[Data entries]
* * * *

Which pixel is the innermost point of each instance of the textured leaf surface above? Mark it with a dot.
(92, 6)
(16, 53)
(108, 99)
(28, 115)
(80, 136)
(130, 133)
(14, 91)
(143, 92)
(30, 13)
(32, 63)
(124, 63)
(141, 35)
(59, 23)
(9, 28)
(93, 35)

* * * *

__TASK BRIEF__.
Word for word, retype each record.

__RESPONSE BOX__.
Which pixel is the innermost point of each instance of the textured leaf surface above? Mark it with a dot.
(92, 6)
(16, 53)
(108, 99)
(28, 115)
(80, 136)
(130, 133)
(14, 91)
(143, 92)
(30, 13)
(32, 63)
(124, 63)
(141, 35)
(59, 23)
(9, 28)
(93, 35)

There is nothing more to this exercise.